* [GIVEN PASSAGE]:

In addition, the court also commented:

"The interpretation urged by plaintiffs here, however, would necessarily equate the practice of law with an ordinary commercial enterprise, a proposition for which we find no support in case law or public policy." (Frahm, 113 Ill. App. 3d at 584, 447 N.E.2d at 1010.)

The court further concluded: "[The] legislature's use of 'trade or commerce' in defining the application of the Act was not meant to include the actual practice of law." (Frahm, 113 Ill. App. 3d at 585, 447 N.E.2d at 1011.) Recently, in Guess v. Brophy (1987), 164 Ill. App. 3d 75, 79, 517 N.E.2d 693, 696, the court expressed agreement with Frahm that the Act does not concern the furnishing of legal services by the legal profession.

Based on this case law and our interpretation of the Act, we conclude the misconduct perpetrated by defendant in his capacity as an attorney representing plaintiff does not fall within the ambit of the Act. Having so concluded, we need not address defendant's separation of powers argument or his argument concerning the application of the Act to purely private wrongs.

* [TASK 1]: Repeat everything from "The court further" down to "the legal profession." in the court excerpt above.

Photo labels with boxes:

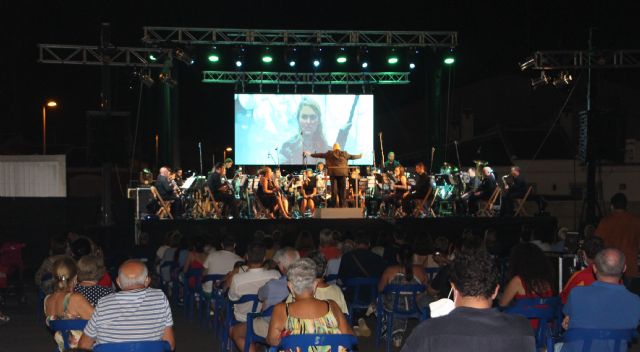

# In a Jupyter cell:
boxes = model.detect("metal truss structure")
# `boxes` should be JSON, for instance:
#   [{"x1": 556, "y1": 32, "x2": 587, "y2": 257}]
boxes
[
  {"x1": 38, "y1": 44, "x2": 164, "y2": 67},
  {"x1": 142, "y1": 27, "x2": 458, "y2": 48},
  {"x1": 531, "y1": 50, "x2": 640, "y2": 70},
  {"x1": 202, "y1": 71, "x2": 410, "y2": 85}
]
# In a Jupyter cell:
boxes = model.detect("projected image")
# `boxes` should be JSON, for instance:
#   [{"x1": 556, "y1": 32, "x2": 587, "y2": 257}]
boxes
[{"x1": 235, "y1": 94, "x2": 373, "y2": 165}]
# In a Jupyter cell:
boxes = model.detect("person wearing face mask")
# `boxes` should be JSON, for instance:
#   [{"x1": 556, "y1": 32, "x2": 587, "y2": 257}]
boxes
[{"x1": 401, "y1": 251, "x2": 536, "y2": 352}]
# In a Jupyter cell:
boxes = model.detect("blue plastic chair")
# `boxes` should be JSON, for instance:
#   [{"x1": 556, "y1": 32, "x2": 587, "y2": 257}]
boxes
[
  {"x1": 182, "y1": 269, "x2": 202, "y2": 320},
  {"x1": 562, "y1": 328, "x2": 636, "y2": 352},
  {"x1": 93, "y1": 341, "x2": 171, "y2": 352},
  {"x1": 243, "y1": 306, "x2": 275, "y2": 352},
  {"x1": 269, "y1": 334, "x2": 358, "y2": 352},
  {"x1": 376, "y1": 284, "x2": 429, "y2": 351},
  {"x1": 343, "y1": 277, "x2": 380, "y2": 325},
  {"x1": 504, "y1": 297, "x2": 562, "y2": 349},
  {"x1": 201, "y1": 274, "x2": 226, "y2": 333},
  {"x1": 49, "y1": 319, "x2": 87, "y2": 351},
  {"x1": 220, "y1": 295, "x2": 260, "y2": 351}
]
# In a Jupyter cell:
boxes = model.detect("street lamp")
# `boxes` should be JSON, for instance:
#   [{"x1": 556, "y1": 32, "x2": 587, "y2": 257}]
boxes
[{"x1": 42, "y1": 100, "x2": 58, "y2": 155}]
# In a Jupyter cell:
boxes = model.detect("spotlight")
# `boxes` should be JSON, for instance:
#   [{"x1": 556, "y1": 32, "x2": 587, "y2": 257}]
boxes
[
  {"x1": 551, "y1": 71, "x2": 573, "y2": 87},
  {"x1": 158, "y1": 72, "x2": 178, "y2": 87},
  {"x1": 518, "y1": 57, "x2": 536, "y2": 71},
  {"x1": 531, "y1": 71, "x2": 549, "y2": 89},
  {"x1": 175, "y1": 49, "x2": 195, "y2": 65}
]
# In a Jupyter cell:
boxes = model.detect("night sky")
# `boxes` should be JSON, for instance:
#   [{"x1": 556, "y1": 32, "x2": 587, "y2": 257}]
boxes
[{"x1": 0, "y1": 0, "x2": 640, "y2": 174}]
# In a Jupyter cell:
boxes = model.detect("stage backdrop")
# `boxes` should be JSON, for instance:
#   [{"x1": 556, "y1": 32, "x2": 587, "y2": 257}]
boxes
[{"x1": 235, "y1": 94, "x2": 374, "y2": 165}]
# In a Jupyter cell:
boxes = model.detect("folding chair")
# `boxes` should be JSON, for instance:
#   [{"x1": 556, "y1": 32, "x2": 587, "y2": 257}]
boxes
[
  {"x1": 151, "y1": 186, "x2": 173, "y2": 220},
  {"x1": 515, "y1": 186, "x2": 533, "y2": 216}
]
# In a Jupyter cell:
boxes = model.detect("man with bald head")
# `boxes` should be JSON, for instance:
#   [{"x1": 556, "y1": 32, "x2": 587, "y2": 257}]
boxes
[
  {"x1": 562, "y1": 248, "x2": 640, "y2": 351},
  {"x1": 78, "y1": 260, "x2": 175, "y2": 350},
  {"x1": 304, "y1": 143, "x2": 362, "y2": 208}
]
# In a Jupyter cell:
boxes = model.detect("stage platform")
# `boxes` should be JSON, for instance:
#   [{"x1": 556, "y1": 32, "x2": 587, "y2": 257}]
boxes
[{"x1": 137, "y1": 216, "x2": 557, "y2": 251}]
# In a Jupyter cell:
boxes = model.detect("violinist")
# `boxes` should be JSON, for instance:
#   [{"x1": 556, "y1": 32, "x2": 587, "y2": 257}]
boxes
[{"x1": 207, "y1": 163, "x2": 239, "y2": 218}]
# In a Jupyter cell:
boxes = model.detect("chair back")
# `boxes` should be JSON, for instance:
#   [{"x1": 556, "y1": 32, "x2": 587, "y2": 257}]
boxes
[
  {"x1": 49, "y1": 319, "x2": 87, "y2": 351},
  {"x1": 270, "y1": 334, "x2": 358, "y2": 351},
  {"x1": 93, "y1": 341, "x2": 171, "y2": 352}
]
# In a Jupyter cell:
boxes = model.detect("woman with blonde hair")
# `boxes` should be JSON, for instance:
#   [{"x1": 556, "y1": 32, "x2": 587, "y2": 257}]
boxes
[{"x1": 44, "y1": 257, "x2": 93, "y2": 351}]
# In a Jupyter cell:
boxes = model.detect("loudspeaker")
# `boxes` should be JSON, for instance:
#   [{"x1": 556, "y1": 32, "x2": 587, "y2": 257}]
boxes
[{"x1": 313, "y1": 208, "x2": 364, "y2": 219}]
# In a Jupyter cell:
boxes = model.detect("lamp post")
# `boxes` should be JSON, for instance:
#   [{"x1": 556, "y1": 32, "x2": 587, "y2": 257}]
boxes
[{"x1": 42, "y1": 100, "x2": 58, "y2": 155}]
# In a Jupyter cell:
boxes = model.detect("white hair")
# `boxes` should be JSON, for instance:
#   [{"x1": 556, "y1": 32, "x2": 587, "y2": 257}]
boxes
[
  {"x1": 287, "y1": 258, "x2": 317, "y2": 295},
  {"x1": 118, "y1": 262, "x2": 149, "y2": 290}
]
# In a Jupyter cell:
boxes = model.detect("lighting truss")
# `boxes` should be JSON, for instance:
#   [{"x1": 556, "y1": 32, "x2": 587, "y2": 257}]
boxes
[
  {"x1": 142, "y1": 26, "x2": 458, "y2": 48},
  {"x1": 38, "y1": 44, "x2": 164, "y2": 67},
  {"x1": 202, "y1": 71, "x2": 410, "y2": 85},
  {"x1": 531, "y1": 50, "x2": 640, "y2": 70}
]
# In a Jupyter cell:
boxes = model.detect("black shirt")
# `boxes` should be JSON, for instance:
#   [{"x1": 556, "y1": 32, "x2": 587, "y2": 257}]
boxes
[{"x1": 401, "y1": 307, "x2": 536, "y2": 352}]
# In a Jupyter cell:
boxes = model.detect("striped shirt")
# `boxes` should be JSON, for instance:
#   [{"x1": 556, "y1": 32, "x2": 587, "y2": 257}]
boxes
[{"x1": 84, "y1": 288, "x2": 173, "y2": 344}]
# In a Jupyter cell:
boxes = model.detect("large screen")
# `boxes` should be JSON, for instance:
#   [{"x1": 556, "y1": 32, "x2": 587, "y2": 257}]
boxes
[{"x1": 235, "y1": 94, "x2": 373, "y2": 165}]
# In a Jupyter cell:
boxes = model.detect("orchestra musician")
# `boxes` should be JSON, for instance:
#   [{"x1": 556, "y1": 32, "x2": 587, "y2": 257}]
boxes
[
  {"x1": 382, "y1": 152, "x2": 400, "y2": 172},
  {"x1": 257, "y1": 167, "x2": 291, "y2": 219},
  {"x1": 300, "y1": 169, "x2": 318, "y2": 216},
  {"x1": 207, "y1": 163, "x2": 240, "y2": 218},
  {"x1": 155, "y1": 166, "x2": 184, "y2": 217},
  {"x1": 402, "y1": 162, "x2": 431, "y2": 214},
  {"x1": 500, "y1": 166, "x2": 527, "y2": 216},
  {"x1": 305, "y1": 143, "x2": 362, "y2": 208},
  {"x1": 469, "y1": 166, "x2": 498, "y2": 216}
]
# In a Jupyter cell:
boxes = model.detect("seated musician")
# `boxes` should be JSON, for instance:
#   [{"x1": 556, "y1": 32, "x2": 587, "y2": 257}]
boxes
[
  {"x1": 300, "y1": 169, "x2": 318, "y2": 216},
  {"x1": 207, "y1": 163, "x2": 239, "y2": 218},
  {"x1": 500, "y1": 166, "x2": 527, "y2": 216},
  {"x1": 384, "y1": 165, "x2": 408, "y2": 213},
  {"x1": 402, "y1": 162, "x2": 431, "y2": 214},
  {"x1": 256, "y1": 167, "x2": 291, "y2": 219},
  {"x1": 469, "y1": 166, "x2": 498, "y2": 215},
  {"x1": 155, "y1": 166, "x2": 183, "y2": 217}
]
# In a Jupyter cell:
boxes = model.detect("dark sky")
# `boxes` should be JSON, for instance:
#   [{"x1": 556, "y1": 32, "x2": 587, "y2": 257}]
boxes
[{"x1": 0, "y1": 0, "x2": 640, "y2": 167}]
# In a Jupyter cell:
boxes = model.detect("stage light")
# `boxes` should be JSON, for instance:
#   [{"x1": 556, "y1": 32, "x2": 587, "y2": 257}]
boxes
[
  {"x1": 518, "y1": 57, "x2": 536, "y2": 71},
  {"x1": 175, "y1": 49, "x2": 195, "y2": 65},
  {"x1": 531, "y1": 71, "x2": 549, "y2": 89}
]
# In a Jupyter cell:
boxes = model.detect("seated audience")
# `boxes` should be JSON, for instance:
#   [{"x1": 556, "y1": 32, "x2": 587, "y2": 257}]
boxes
[
  {"x1": 44, "y1": 257, "x2": 93, "y2": 351},
  {"x1": 202, "y1": 236, "x2": 242, "y2": 296},
  {"x1": 267, "y1": 258, "x2": 353, "y2": 346},
  {"x1": 380, "y1": 246, "x2": 429, "y2": 347},
  {"x1": 228, "y1": 242, "x2": 284, "y2": 348},
  {"x1": 401, "y1": 251, "x2": 536, "y2": 352},
  {"x1": 74, "y1": 255, "x2": 115, "y2": 307},
  {"x1": 560, "y1": 236, "x2": 604, "y2": 304},
  {"x1": 35, "y1": 237, "x2": 67, "y2": 295},
  {"x1": 78, "y1": 260, "x2": 175, "y2": 350},
  {"x1": 562, "y1": 248, "x2": 640, "y2": 352},
  {"x1": 231, "y1": 247, "x2": 300, "y2": 351}
]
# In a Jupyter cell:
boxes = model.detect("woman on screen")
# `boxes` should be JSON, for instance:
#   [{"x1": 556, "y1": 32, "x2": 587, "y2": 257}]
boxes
[{"x1": 280, "y1": 97, "x2": 329, "y2": 164}]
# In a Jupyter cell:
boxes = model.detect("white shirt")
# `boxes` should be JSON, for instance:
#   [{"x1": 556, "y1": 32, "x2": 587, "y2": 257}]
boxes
[
  {"x1": 229, "y1": 268, "x2": 281, "y2": 322},
  {"x1": 202, "y1": 249, "x2": 242, "y2": 293}
]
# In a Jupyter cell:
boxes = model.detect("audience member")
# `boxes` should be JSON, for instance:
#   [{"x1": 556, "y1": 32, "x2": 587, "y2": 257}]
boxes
[
  {"x1": 44, "y1": 257, "x2": 93, "y2": 351},
  {"x1": 560, "y1": 236, "x2": 604, "y2": 304},
  {"x1": 595, "y1": 193, "x2": 640, "y2": 284},
  {"x1": 267, "y1": 258, "x2": 353, "y2": 346},
  {"x1": 402, "y1": 251, "x2": 536, "y2": 352},
  {"x1": 74, "y1": 255, "x2": 115, "y2": 307},
  {"x1": 380, "y1": 246, "x2": 429, "y2": 347},
  {"x1": 35, "y1": 237, "x2": 67, "y2": 295},
  {"x1": 202, "y1": 236, "x2": 242, "y2": 295},
  {"x1": 78, "y1": 260, "x2": 175, "y2": 350},
  {"x1": 562, "y1": 248, "x2": 640, "y2": 351}
]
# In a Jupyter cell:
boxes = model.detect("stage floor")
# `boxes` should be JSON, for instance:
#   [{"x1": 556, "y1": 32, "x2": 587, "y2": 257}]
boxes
[{"x1": 137, "y1": 216, "x2": 557, "y2": 252}]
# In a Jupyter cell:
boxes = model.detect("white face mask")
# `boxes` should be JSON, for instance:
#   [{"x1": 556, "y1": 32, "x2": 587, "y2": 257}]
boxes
[{"x1": 429, "y1": 287, "x2": 456, "y2": 318}]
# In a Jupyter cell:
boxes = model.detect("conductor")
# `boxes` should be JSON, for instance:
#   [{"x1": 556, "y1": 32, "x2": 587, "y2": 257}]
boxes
[{"x1": 304, "y1": 143, "x2": 362, "y2": 208}]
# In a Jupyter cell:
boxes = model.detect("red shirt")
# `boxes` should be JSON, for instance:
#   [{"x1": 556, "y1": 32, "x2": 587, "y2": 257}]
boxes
[{"x1": 560, "y1": 263, "x2": 596, "y2": 304}]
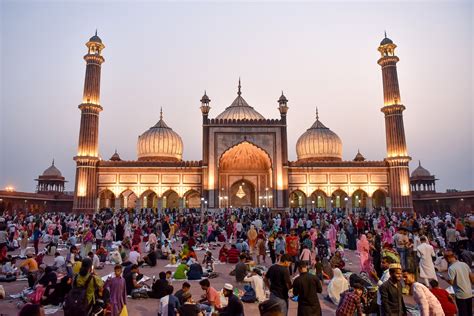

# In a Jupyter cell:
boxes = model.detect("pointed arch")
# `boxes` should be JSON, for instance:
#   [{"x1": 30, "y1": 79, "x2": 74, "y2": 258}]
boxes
[
  {"x1": 352, "y1": 188, "x2": 368, "y2": 208},
  {"x1": 99, "y1": 189, "x2": 115, "y2": 209},
  {"x1": 183, "y1": 189, "x2": 201, "y2": 208},
  {"x1": 290, "y1": 190, "x2": 306, "y2": 207},
  {"x1": 161, "y1": 189, "x2": 180, "y2": 209}
]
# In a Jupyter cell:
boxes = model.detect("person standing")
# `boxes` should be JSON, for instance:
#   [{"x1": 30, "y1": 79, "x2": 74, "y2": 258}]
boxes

* [TASK 2]: How many lines of the rows above contain the string "lamp"? Reply with the number alone.

* [TASK OUTPUT 1]:
The court further concluded: "[The] legislature's use of 'trade or commerce' in defining the application of the Act was not meant to include the actual practice of law." (Frahm, 113 Ill. App. 3d at 585, 447 N.E.2d at 1011.) Recently, in Guess v. Brophy (1987), 164 Ill. App. 3d 75, 79, 517 N.E.2d 693, 696, the court expressed agreement with Frahm that the Act does not concern the furnishing of legal services by the legal profession.

* [TASK OUTPUT 2]: 2